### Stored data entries
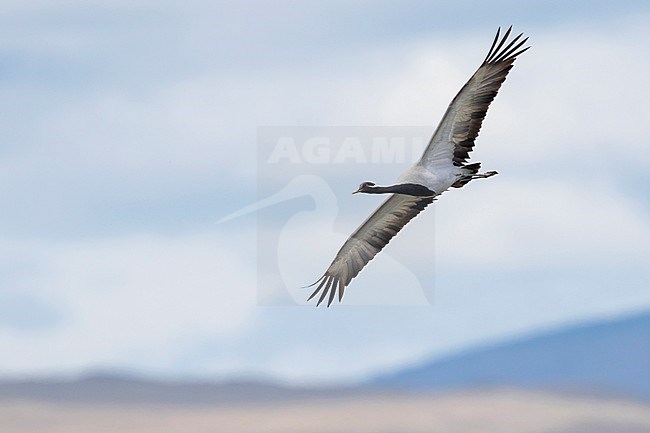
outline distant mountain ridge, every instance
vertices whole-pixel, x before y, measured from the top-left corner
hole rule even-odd
[[[650,312],[583,324],[379,375],[408,390],[517,387],[650,400]]]
[[[503,387],[650,400],[650,312],[465,351],[378,375],[358,387],[158,380],[132,373],[94,373],[76,379],[0,379],[0,403],[227,405]]]
[[[223,405],[340,397],[362,392],[356,388],[291,387],[262,381],[168,381],[101,372],[65,380],[0,380],[0,402]]]

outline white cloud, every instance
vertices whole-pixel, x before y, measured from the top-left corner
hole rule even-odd
[[[440,199],[441,262],[470,268],[634,267],[650,253],[644,210],[607,184],[571,178],[488,182],[467,187],[463,197],[450,192]]]
[[[229,251],[231,242],[208,232],[7,246],[39,270],[3,285],[33,293],[65,319],[35,333],[3,330],[1,345],[12,350],[2,369],[138,366],[139,358],[162,368],[197,336],[241,332],[255,307],[255,267]]]

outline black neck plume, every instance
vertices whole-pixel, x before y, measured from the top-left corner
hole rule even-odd
[[[391,186],[369,186],[361,192],[365,192],[366,194],[404,194],[415,197],[430,197],[436,195],[435,192],[431,191],[426,186],[418,185],[417,183],[401,183],[399,185]]]

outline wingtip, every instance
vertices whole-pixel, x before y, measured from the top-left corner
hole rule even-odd
[[[325,300],[325,297],[327,296],[327,292],[330,290],[330,287],[332,286],[333,280],[334,278],[331,277],[325,279],[323,281],[325,283],[325,286],[323,287],[323,284],[321,283],[321,285],[318,286],[318,289],[316,289],[317,291],[321,289],[321,287],[323,289],[323,293],[321,293],[320,298],[318,298],[318,303],[316,304],[317,307]]]
[[[330,305],[332,305],[332,302],[334,301],[334,297],[336,296],[336,286],[338,286],[338,281],[334,279],[334,281],[332,282],[332,288],[330,290],[330,297],[327,300],[327,308],[329,308]]]
[[[522,36],[524,36],[524,32],[519,33],[512,40],[510,40],[508,45],[504,48],[504,44],[508,41],[508,38],[512,33],[512,29],[513,25],[510,25],[501,37],[501,27],[497,29],[497,34],[494,38],[494,41],[492,42],[492,46],[490,46],[490,50],[488,51],[488,54],[483,61],[484,64],[500,63],[514,60],[517,56],[530,48],[530,46],[528,46],[520,50],[520,48],[528,41],[528,37],[524,38],[521,41],[519,40]]]
[[[303,287],[304,289],[306,289],[306,288],[308,288],[308,287],[313,287],[313,286],[315,286],[316,284],[320,283],[320,284],[318,284],[318,287],[316,287],[316,290],[314,290],[314,291],[312,292],[312,294],[309,296],[309,298],[307,298],[307,302],[311,301],[311,300],[314,298],[314,296],[316,296],[316,294],[317,294],[317,293],[320,291],[320,289],[323,287],[323,283],[324,283],[323,278],[325,278],[325,275],[323,275],[323,276],[320,277],[318,280],[316,280],[316,282],[315,282],[314,284],[311,284],[311,285],[309,285],[309,286]]]
[[[320,277],[319,279],[317,279],[316,281],[314,281],[314,282],[311,283],[310,285],[308,285],[308,286],[302,286],[302,287],[300,287],[300,288],[301,288],[301,289],[308,289],[308,288],[310,288],[310,287],[314,287],[314,286],[315,286],[316,284],[318,284],[318,283],[319,283],[323,278],[325,278],[325,275],[323,275],[322,277]]]
[[[320,294],[320,297],[316,302],[316,306],[319,307],[320,304],[324,303],[327,307],[329,307],[334,302],[334,299],[336,299],[336,292],[337,292],[336,289],[337,287],[340,286],[339,283],[340,283],[339,278],[335,276],[328,276],[327,274],[323,275],[315,283],[303,287],[303,288],[308,288],[318,284],[318,287],[316,287],[316,289],[311,293],[311,295],[309,295],[309,298],[307,298],[307,302],[311,301],[316,297],[316,295]],[[343,296],[339,293],[339,302],[342,299],[342,297]]]

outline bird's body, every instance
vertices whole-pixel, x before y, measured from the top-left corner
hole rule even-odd
[[[423,185],[436,193],[436,195],[439,195],[449,189],[462,176],[462,167],[456,167],[454,165],[431,167],[423,164],[415,164],[397,178],[397,183]]]
[[[504,47],[510,31],[501,40],[497,31],[488,55],[449,104],[420,160],[394,185],[382,187],[364,182],[355,191],[393,195],[348,238],[325,274],[313,284],[318,287],[309,299],[321,292],[318,305],[327,298],[329,306],[338,292],[340,301],[352,278],[437,196],[449,188],[461,188],[472,179],[497,174],[479,173],[480,163],[466,162],[490,103],[516,57],[528,49],[521,48],[527,40],[520,41],[522,34]]]

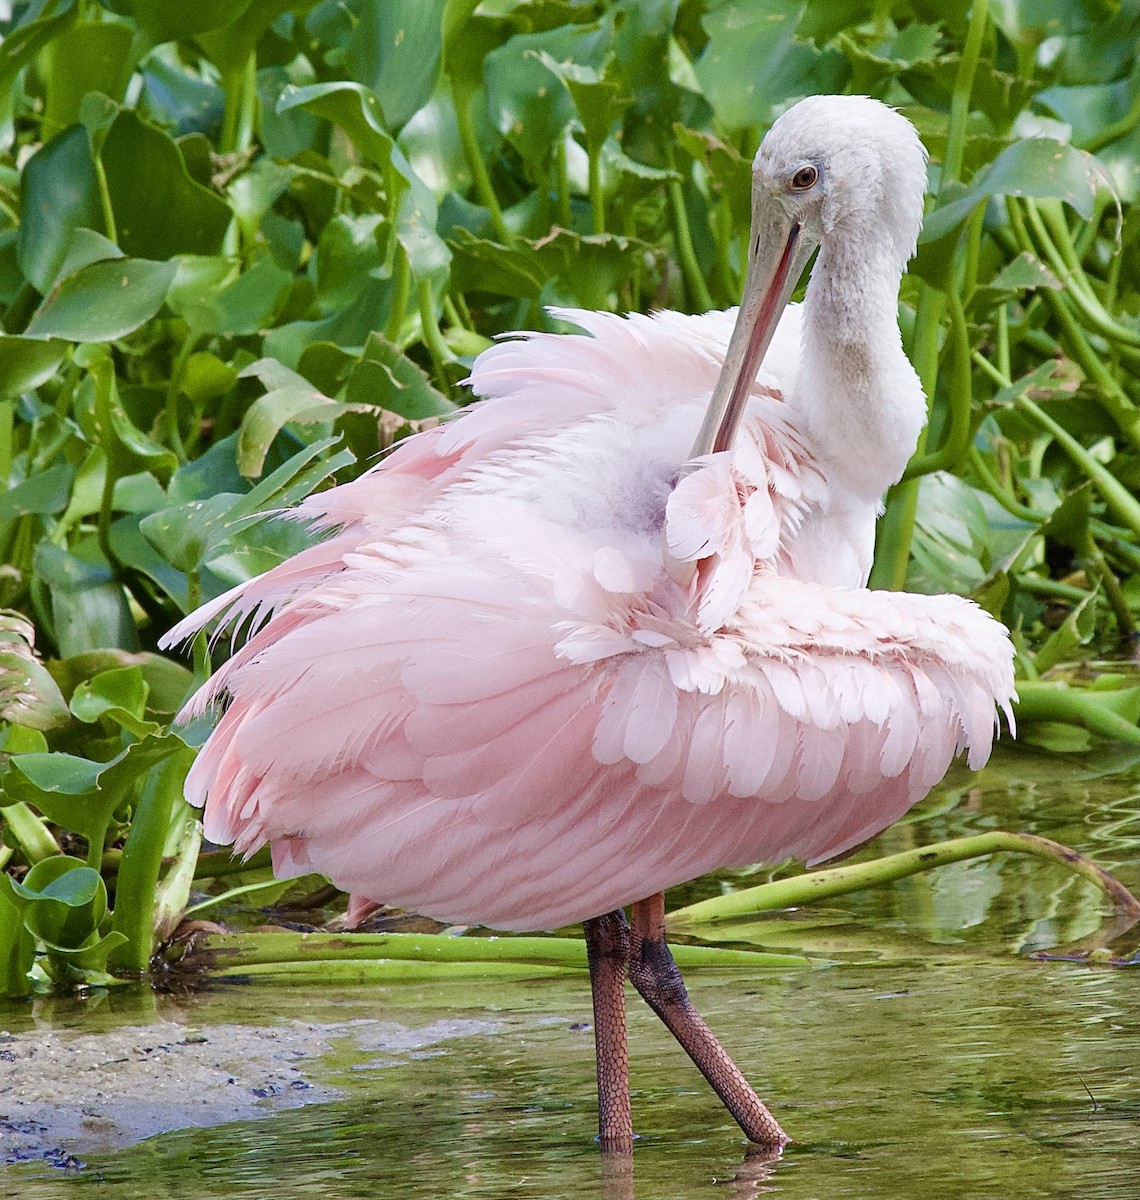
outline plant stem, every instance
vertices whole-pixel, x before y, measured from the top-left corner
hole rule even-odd
[[[268,933],[207,934],[195,943],[227,971],[271,964],[336,961],[404,961],[430,963],[438,970],[478,965],[484,970],[518,964],[586,969],[586,947],[576,937],[454,937],[442,933]],[[807,959],[792,954],[753,950],[722,950],[710,946],[674,946],[679,966],[756,967],[804,966]]]
[[[586,168],[590,193],[590,228],[594,233],[606,231],[606,200],[602,195],[602,148],[591,146]],[[712,307],[712,302],[709,302]]]
[[[672,168],[672,155],[670,155]],[[713,307],[712,296],[708,284],[701,273],[693,250],[693,239],[689,233],[689,216],[685,211],[685,194],[681,190],[679,179],[670,179],[665,185],[669,195],[669,209],[673,215],[673,240],[677,248],[677,261],[681,266],[681,275],[685,280],[685,290],[689,294],[689,303],[697,312],[708,312]]]
[[[1014,712],[1019,719],[1058,721],[1066,725],[1080,725],[1090,732],[1110,738],[1112,741],[1140,746],[1140,726],[1105,708],[1102,704],[1097,704],[1092,698],[1096,694],[1095,692],[1080,691],[1064,683],[1049,683],[1039,679],[1019,679],[1017,681],[1018,700],[1014,705]],[[1028,837],[1030,835],[1008,834],[1007,836]],[[1070,850],[1069,853],[1074,854],[1075,851]],[[1080,856],[1077,855],[1077,857]],[[1084,872],[1081,873],[1084,874]],[[1117,884],[1117,886],[1120,885]]]
[[[421,279],[416,285],[416,295],[420,303],[420,325],[423,327],[424,344],[431,355],[432,367],[443,394],[451,394],[451,384],[447,378],[447,361],[451,351],[439,331],[439,321],[435,315],[435,298],[432,296],[431,280]]]
[[[487,172],[487,164],[483,161],[479,149],[479,139],[475,134],[475,122],[471,116],[471,95],[451,81],[451,99],[455,106],[455,123],[459,129],[459,141],[463,146],[463,154],[471,169],[471,178],[475,181],[475,191],[480,201],[491,214],[491,226],[500,242],[510,242],[511,234],[507,223],[503,220],[503,210],[499,207],[495,189],[491,186],[491,176]]]
[[[403,243],[397,242],[392,263],[392,296],[388,301],[388,320],[384,324],[384,336],[393,345],[400,343],[400,330],[404,327],[411,288],[412,264],[408,261],[408,252]]]
[[[1024,686],[1023,683],[1018,683],[1019,689]],[[1038,685],[1032,685],[1034,688],[1036,686]],[[1062,690],[1068,691],[1068,689]],[[1122,718],[1118,718],[1118,720],[1127,724],[1123,722]],[[1137,734],[1137,739],[1140,740],[1140,730],[1134,730],[1134,732]],[[904,850],[901,854],[891,854],[885,858],[873,859],[871,862],[850,863],[825,871],[811,871],[805,875],[796,875],[791,879],[779,879],[773,883],[762,883],[758,887],[744,888],[728,895],[714,896],[711,900],[702,900],[671,913],[669,925],[678,930],[688,930],[695,925],[707,922],[724,921],[732,917],[770,912],[777,908],[811,904],[819,900],[830,899],[833,896],[845,896],[850,892],[861,891],[863,888],[881,883],[891,883],[896,879],[905,879],[908,875],[917,875],[921,871],[930,870],[931,867],[963,862],[968,858],[981,858],[999,851],[1033,854],[1038,858],[1047,858],[1062,863],[1078,875],[1095,883],[1109,897],[1118,911],[1128,913],[1140,920],[1140,901],[1091,859],[1085,858],[1075,850],[1070,850],[1067,846],[1051,842],[1048,838],[1037,837],[1030,833],[1006,833],[995,830],[991,833],[938,842],[933,846],[922,846],[917,850]]]

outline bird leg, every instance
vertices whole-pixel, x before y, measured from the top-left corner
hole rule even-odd
[[[598,1058],[598,1141],[603,1150],[633,1150],[629,1108],[629,1049],[625,1033],[625,972],[629,925],[625,913],[582,923],[594,994],[594,1047]]]
[[[639,900],[632,911],[630,982],[681,1043],[685,1053],[709,1081],[749,1140],[771,1149],[786,1145],[788,1135],[780,1128],[764,1101],[752,1090],[740,1068],[729,1058],[689,999],[681,972],[677,970],[677,964],[665,944],[664,893],[658,892],[647,900]],[[598,1077],[600,1081],[600,1054]]]

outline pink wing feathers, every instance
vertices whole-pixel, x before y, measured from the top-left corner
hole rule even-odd
[[[467,487],[534,471],[544,437],[614,396],[650,425],[712,387],[713,316],[564,315],[593,336],[488,351],[472,383],[492,401],[305,501],[326,541],[172,631],[256,629],[192,702],[228,701],[187,785],[211,839],[268,841],[280,872],[358,900],[545,928],[716,867],[841,853],[959,750],[984,761],[1013,692],[997,622],[775,574],[822,487],[778,398],[670,499],[670,545],[706,559],[691,594],[660,533]]]

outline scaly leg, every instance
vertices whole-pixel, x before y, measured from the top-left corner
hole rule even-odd
[[[681,972],[665,944],[662,892],[633,906],[629,978],[696,1063],[749,1140],[772,1149],[786,1145],[787,1134],[716,1040],[685,991]]]
[[[603,1150],[633,1150],[629,1109],[629,1049],[625,1033],[625,972],[629,925],[618,909],[582,924],[594,993],[594,1046],[598,1056],[598,1140]]]

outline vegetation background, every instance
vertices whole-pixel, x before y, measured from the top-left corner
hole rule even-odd
[[[1140,0],[34,0],[0,32],[0,991],[145,971],[192,887],[281,895],[200,853],[205,731],[170,722],[222,649],[158,637],[546,305],[734,303],[752,153],[808,93],[931,154],[900,304],[931,422],[873,583],[1009,624],[1023,744],[1140,745]]]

### ASSIGNMENT
Which lines above contain the word "bird"? Copy all of them.

### YOUR RESPONSE
outline bird's body, every instance
outline bird leg, every instance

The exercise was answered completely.